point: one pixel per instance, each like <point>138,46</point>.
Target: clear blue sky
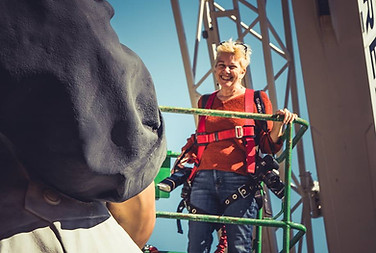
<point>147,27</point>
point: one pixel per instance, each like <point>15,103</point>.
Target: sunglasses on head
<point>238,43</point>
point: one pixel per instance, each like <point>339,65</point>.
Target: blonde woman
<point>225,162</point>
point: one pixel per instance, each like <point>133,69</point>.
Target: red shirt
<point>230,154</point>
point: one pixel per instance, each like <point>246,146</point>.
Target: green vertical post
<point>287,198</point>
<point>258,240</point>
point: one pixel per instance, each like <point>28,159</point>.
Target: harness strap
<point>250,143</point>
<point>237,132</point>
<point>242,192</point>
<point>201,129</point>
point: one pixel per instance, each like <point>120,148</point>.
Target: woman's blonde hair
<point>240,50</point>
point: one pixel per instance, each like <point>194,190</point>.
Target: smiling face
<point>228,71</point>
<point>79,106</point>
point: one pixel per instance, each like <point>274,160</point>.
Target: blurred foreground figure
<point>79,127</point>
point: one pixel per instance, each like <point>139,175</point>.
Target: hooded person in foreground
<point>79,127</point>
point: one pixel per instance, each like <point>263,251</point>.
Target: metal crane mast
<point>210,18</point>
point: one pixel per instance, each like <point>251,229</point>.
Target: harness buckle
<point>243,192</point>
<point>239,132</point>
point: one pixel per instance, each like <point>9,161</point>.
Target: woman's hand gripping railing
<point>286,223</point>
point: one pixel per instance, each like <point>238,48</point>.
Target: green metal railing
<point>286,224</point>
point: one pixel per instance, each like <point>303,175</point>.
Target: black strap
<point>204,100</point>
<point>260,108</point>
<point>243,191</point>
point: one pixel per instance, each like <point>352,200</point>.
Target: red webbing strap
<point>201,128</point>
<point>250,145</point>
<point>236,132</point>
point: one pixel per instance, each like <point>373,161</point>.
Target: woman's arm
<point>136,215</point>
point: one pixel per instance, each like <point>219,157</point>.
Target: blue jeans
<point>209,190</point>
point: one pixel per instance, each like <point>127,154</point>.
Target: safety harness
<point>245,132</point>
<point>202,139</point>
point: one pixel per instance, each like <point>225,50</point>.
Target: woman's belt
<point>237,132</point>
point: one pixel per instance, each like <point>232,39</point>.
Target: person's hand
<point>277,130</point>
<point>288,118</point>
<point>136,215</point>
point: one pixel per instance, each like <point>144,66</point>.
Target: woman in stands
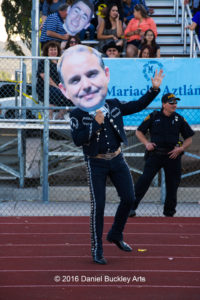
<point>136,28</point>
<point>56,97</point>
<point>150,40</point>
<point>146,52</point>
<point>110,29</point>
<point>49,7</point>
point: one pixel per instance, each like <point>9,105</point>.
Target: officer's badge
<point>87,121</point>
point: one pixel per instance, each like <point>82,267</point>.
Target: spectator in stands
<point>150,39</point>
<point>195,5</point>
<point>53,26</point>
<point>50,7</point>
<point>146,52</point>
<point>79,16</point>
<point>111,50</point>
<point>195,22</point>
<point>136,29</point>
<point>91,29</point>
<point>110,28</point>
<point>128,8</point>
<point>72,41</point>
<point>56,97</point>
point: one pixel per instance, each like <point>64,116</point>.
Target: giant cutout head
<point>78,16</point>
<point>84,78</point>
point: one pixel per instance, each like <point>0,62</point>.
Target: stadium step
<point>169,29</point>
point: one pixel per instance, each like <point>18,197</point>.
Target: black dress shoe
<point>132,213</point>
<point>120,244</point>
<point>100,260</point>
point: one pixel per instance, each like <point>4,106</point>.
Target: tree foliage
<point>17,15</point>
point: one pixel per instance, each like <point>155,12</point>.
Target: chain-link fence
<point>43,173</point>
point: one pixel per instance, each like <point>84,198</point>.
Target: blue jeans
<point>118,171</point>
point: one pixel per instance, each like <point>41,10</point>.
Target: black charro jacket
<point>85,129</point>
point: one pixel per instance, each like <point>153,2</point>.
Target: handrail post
--
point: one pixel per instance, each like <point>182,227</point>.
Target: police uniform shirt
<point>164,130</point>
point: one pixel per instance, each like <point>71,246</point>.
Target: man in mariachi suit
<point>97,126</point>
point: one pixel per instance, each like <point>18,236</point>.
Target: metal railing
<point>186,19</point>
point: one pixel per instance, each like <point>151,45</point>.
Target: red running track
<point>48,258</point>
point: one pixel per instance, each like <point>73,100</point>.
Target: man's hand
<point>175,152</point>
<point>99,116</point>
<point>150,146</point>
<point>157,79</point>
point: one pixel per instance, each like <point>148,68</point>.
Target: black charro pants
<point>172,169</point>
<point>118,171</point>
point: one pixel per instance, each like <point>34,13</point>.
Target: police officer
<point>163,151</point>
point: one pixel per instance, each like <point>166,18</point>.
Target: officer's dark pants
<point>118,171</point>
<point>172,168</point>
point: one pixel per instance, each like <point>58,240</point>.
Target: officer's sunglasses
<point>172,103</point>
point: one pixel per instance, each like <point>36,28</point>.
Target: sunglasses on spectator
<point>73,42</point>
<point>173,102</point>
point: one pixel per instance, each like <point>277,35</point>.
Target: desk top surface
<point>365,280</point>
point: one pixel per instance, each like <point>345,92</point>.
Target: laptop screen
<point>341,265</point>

▶ _GOAL OF THE EXERCISE_:
Return exactly the stretch above whose first line contains "point: one pixel per instance, each like <point>138,46</point>." and whose last line contains "point: one pixel per instance, each like <point>251,229</point>.", and nothing outside it. The pictures should not appear.

▶ _TASK RESPONSE_:
point: one pixel per instance, each like <point>138,46</point>.
Target: clear blue sky
<point>147,27</point>
point: one pixel per instance, each like <point>15,103</point>.
Target: sunglasses on head
<point>238,43</point>
point: one pixel per instance, each like <point>339,65</point>.
Target: blonde woman
<point>225,162</point>
point: one pixel per instance, each like <point>133,69</point>.
Target: red shirt
<point>230,154</point>
point: one pixel per instance, each like <point>246,146</point>.
Target: green vertical post
<point>287,198</point>
<point>258,240</point>
point: one pixel per instance, each like <point>28,159</point>.
Target: harness strap
<point>250,143</point>
<point>237,132</point>
<point>242,192</point>
<point>201,129</point>
point: one pixel per instance, each like <point>120,148</point>.
Target: woman's blonde hair
<point>240,50</point>
point: one pixel per instance, each like <point>194,190</point>.
Target: smiling face
<point>228,71</point>
<point>79,106</point>
point: one pixel per instance, each like <point>274,160</point>.
Target: blurred foreground figure
<point>79,127</point>
point: one pixel per instance, each like <point>139,175</point>.
Target: hooded person in foreground
<point>79,127</point>
point: one pixel per instance, each like <point>263,251</point>.
Target: metal crane mast
<point>210,18</point>
point: one pixel per instance, each like <point>251,229</point>.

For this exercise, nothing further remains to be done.